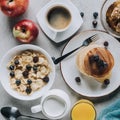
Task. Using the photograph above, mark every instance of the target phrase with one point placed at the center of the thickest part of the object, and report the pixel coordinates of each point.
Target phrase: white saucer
(90, 87)
(74, 27)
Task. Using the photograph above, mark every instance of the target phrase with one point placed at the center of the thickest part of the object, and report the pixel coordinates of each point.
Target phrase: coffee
(59, 17)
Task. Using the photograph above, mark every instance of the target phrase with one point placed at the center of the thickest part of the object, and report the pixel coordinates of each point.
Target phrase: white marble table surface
(7, 41)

┄┄┄┄┄┄┄┄┄┄

Rewrite all of the lines above, including each request, with every pixel coordinate in the answers multiplied by 1.5 and rounded to the nearest whole number, with halves rounded up. Leave the pictures out of your answer.

_Answer to the task:_
Task. Using the photograph above, mark every instance of the target phrase with one point placed at the center of the thickest part of the object, and report the pixel coordinates of each point.
Target phrase: white saucer
(135, 131)
(111, 41)
Task. Using the photograph above, mark every instance of the target phrase with one point placed at the center of the thickest part of the object, and report the pixel coordinates of each point.
Target phrase: coffee
(89, 26)
Task. Using the photograph above, mark every instance of the target phrase with one point placed at the center of the thickest part of the object, and report the pixel coordinates of each point.
Target phrase: white marble table surface
(11, 62)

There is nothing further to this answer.